_Given entries_
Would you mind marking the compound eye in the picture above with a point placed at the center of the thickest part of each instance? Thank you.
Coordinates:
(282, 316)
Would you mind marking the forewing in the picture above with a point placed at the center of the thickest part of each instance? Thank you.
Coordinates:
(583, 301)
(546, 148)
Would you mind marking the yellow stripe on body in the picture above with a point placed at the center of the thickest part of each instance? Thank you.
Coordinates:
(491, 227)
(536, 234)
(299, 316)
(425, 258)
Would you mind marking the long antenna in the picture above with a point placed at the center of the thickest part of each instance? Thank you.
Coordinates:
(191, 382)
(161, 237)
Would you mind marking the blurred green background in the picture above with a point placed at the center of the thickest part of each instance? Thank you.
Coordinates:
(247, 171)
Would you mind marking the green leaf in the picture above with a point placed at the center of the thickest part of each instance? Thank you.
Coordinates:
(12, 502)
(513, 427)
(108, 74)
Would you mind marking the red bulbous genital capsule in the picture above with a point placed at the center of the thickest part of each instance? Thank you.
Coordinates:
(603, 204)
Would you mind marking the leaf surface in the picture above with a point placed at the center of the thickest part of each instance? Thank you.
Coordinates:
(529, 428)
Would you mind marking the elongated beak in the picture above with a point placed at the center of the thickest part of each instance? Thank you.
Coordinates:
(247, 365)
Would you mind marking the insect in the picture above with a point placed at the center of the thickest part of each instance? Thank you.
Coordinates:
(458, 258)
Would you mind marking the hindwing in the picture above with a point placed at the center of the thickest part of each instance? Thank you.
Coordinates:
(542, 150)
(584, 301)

==

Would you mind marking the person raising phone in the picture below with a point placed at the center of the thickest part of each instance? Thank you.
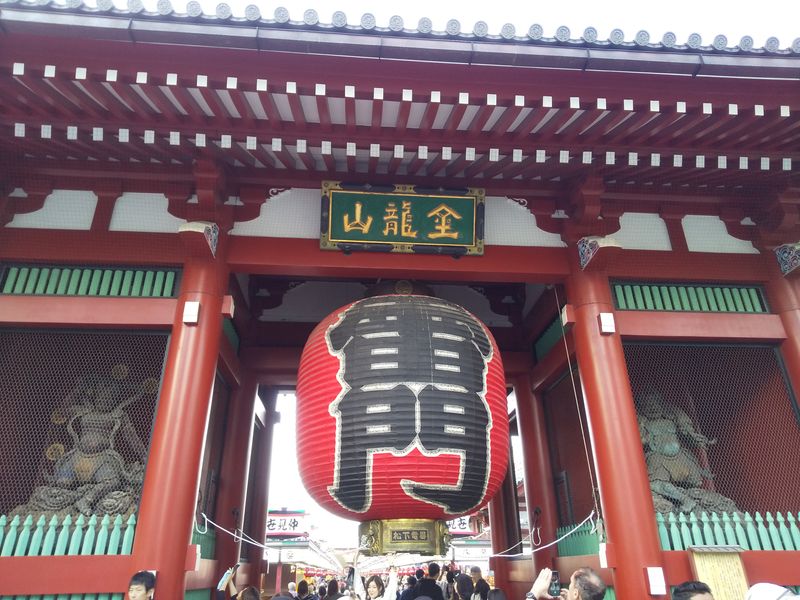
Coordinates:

_Task statement_
Scan the listing above. Collect all lines with the word "green".

_Answer space_
Would you mind marking the blurred green background in the picture above with a point placed at the center of the thickest part of each instance? Thank you.
Would you mind marking the green leaf in the picture above with a point placed at the center of the thickest part of each instance? Thank you.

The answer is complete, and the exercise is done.